(Records supplied)

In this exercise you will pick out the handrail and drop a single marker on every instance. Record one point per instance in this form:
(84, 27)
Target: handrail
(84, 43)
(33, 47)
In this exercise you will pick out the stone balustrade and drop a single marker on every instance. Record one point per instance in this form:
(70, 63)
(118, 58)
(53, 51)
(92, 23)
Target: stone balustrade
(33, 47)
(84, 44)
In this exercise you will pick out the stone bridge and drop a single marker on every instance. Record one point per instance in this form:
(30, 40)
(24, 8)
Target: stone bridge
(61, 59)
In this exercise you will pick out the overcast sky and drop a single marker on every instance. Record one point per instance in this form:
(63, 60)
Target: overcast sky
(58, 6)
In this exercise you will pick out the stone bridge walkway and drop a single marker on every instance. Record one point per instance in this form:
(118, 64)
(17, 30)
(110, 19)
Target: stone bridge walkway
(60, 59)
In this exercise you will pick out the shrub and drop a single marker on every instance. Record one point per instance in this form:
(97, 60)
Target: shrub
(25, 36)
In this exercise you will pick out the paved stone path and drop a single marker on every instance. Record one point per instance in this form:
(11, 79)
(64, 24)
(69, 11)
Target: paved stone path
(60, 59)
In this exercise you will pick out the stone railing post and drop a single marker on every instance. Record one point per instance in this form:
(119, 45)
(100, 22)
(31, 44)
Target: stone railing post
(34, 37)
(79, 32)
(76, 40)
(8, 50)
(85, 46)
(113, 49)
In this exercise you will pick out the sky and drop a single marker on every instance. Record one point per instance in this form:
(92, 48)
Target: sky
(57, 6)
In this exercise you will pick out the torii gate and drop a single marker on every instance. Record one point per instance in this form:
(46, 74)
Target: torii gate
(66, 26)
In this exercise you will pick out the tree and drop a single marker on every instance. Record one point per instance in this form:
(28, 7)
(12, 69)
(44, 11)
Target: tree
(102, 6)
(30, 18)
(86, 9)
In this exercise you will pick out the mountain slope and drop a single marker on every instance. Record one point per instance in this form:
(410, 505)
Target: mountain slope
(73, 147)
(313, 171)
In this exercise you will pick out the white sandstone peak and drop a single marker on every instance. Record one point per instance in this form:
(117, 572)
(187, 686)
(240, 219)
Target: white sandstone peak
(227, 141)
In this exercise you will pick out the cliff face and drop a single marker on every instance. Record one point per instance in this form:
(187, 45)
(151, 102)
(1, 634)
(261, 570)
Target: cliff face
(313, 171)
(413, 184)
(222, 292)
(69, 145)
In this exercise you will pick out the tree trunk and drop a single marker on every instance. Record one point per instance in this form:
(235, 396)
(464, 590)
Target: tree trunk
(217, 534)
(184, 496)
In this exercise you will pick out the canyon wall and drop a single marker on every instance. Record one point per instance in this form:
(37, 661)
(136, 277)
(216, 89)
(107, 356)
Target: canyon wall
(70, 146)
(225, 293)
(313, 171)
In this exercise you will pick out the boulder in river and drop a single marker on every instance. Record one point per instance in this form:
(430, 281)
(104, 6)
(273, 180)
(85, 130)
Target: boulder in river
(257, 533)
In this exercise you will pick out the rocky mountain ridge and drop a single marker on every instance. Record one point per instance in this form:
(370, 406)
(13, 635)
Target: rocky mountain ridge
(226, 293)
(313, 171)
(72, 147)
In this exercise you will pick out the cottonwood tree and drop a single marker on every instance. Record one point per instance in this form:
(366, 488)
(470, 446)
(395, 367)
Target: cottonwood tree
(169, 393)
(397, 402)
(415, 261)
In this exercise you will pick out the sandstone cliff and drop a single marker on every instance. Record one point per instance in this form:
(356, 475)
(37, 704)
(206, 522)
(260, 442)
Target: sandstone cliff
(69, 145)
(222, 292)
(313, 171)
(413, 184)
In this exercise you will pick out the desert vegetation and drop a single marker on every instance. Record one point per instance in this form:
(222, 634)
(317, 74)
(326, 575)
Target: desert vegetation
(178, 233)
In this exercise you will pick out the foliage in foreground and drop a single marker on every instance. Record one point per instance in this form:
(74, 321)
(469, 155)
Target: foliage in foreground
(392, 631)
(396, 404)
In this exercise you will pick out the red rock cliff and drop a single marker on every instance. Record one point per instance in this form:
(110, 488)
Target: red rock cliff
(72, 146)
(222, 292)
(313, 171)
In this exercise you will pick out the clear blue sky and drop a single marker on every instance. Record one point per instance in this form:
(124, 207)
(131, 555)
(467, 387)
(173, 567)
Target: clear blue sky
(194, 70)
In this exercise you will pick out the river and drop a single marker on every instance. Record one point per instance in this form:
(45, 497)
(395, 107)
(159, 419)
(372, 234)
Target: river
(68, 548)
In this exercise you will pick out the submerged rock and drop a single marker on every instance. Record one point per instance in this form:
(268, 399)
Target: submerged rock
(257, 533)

(End Records supplied)

> [Your instructions]: Could you write out all of the entries precisely as they stand?

> [Result of the task]:
In this exercise you will pick out the handrail and drop a single marker on every instance. Record one point per instance in this form:
(84, 27)
Target: handrail
(84, 43)
(33, 47)
In this exercise you will pick out the stone balustrade and drop a single marker on every instance. Record one point per instance in this form:
(70, 63)
(118, 58)
(53, 51)
(92, 23)
Target: stone balustrade
(33, 47)
(84, 44)
In this exercise you will pick out the stone bridge and drop a single marker on every instance. Record one point per instance in this form:
(30, 40)
(24, 8)
Target: stone bridge
(61, 59)
In this exercise you will pick out the overcast sky and drop a single marker on every instance. Record one point per instance in this form:
(63, 60)
Target: overcast sky
(58, 6)
In this exercise you will pick out the stone bridge walkway and drop a single marker on every instance. Record one point per instance in this form:
(118, 64)
(17, 30)
(110, 19)
Target: stone bridge walkway
(60, 59)
In this exercise you will pick out the shrub and drop a single marker on every instance. Record one point per instance in this form:
(97, 60)
Target: shrub
(25, 36)
In this exercise you will pick out the paved stone path and drop a single marker on every instance. Record one point per instance in this form:
(11, 79)
(64, 24)
(69, 11)
Target: paved stone path
(60, 59)
In this exercise you will pick out the stone railing post and drop a single marker on every instance. Record one point per instance in this form:
(119, 45)
(100, 22)
(31, 44)
Target: stone railing post
(34, 37)
(79, 32)
(76, 40)
(8, 50)
(85, 46)
(113, 49)
In this exercise you will pick out the sky and drop a single marker on every instance. Record one point per instance in this form:
(92, 48)
Target: sky
(57, 6)
In this exercise you will pick out the torii gate and drop a single marker on every instance. Record one point per instance in this form:
(46, 74)
Target: torii gate
(66, 26)
In this exercise you will pick out the tree and drop a single marker on every instance. Record one point per instance in this form:
(28, 7)
(12, 69)
(44, 11)
Target: tree
(102, 6)
(30, 18)
(86, 9)
In this exercise you will pick out the mountain slope and drop a single marker on every instance. Record one point per instance in this form:
(410, 505)
Target: mountain slope
(73, 147)
(313, 171)
In this exercise you will pick out the white sandstone peak and drop a single marker on every instance. Record one point per instance in this form:
(117, 572)
(187, 686)
(240, 219)
Target: white sandstone peak
(227, 141)
In this exercise you will pick out the cliff face and drop a single marker on every instance. Record one point per instance in this form:
(187, 45)
(151, 102)
(1, 634)
(261, 570)
Target: cliff face
(313, 171)
(413, 184)
(222, 292)
(69, 145)
In this exercise you will pick out the tree trunk and drop a single marker on every instance. Record one point per instance in this form:
(235, 396)
(464, 590)
Target: tree trunk
(217, 534)
(184, 496)
In this exercise you will pick out the canyon wall and drop a single marker on every instance. Record one point per instance in this form:
(37, 661)
(136, 277)
(216, 89)
(107, 356)
Target: canyon wall
(70, 146)
(225, 293)
(313, 171)
In this exercise you will pick out the boulder in river and drop a single marker on every instance. Record one point per instance in this form:
(430, 281)
(104, 6)
(273, 180)
(85, 130)
Target: boulder in river
(257, 533)
In this exercise you will pick out the rocky mountain ridge and drop a single marker on every instance. Record one point per instance in this form:
(370, 406)
(13, 635)
Target: rocky mountain ridge
(226, 293)
(313, 171)
(72, 147)
In this exercise you will pick out the cottonwood tree and drop a single marker on every instance. Record one point per instance in this form:
(366, 488)
(470, 446)
(395, 367)
Target: cottonwood tree
(169, 393)
(397, 402)
(415, 261)
In this exercise you will pick out the sandstone cliff and drop a single marker on every instance. Record one point per instance in this form:
(356, 475)
(37, 704)
(206, 522)
(260, 442)
Target: sandstone cliff
(69, 145)
(222, 292)
(313, 171)
(413, 184)
In this exercise you will pick out the desert vegetation and drop a single marker on every instance. Record one point per instance in this form:
(222, 634)
(317, 74)
(326, 575)
Target: desert vegetation
(178, 233)
In this exercise you will pick out the foliage in foreground and drop a single marker on every instance. Record one point per instance in this form:
(74, 321)
(469, 155)
Target: foliage in foreground
(392, 631)
(396, 404)
In this exercise you will pick out the red rock cliff and drop a single marker on every instance. Record one point per instance in this form:
(110, 488)
Target: red rock cliff
(72, 146)
(222, 292)
(313, 171)
In this exercise you will pick out the clear blue sky and drop a single marker on every instance. Record one point per instance in this form:
(124, 207)
(131, 555)
(467, 387)
(173, 567)
Target: clear blue sky
(194, 70)
In this exercise you will pick out the river and drop a single marker on every instance. Record one point per instance in this form:
(45, 497)
(395, 107)
(159, 419)
(372, 234)
Target: river
(68, 548)
In this exercise you will pick out the submerged rock and drop a single marker on every instance. Record one point per instance in this form:
(268, 399)
Target: submerged rock
(257, 533)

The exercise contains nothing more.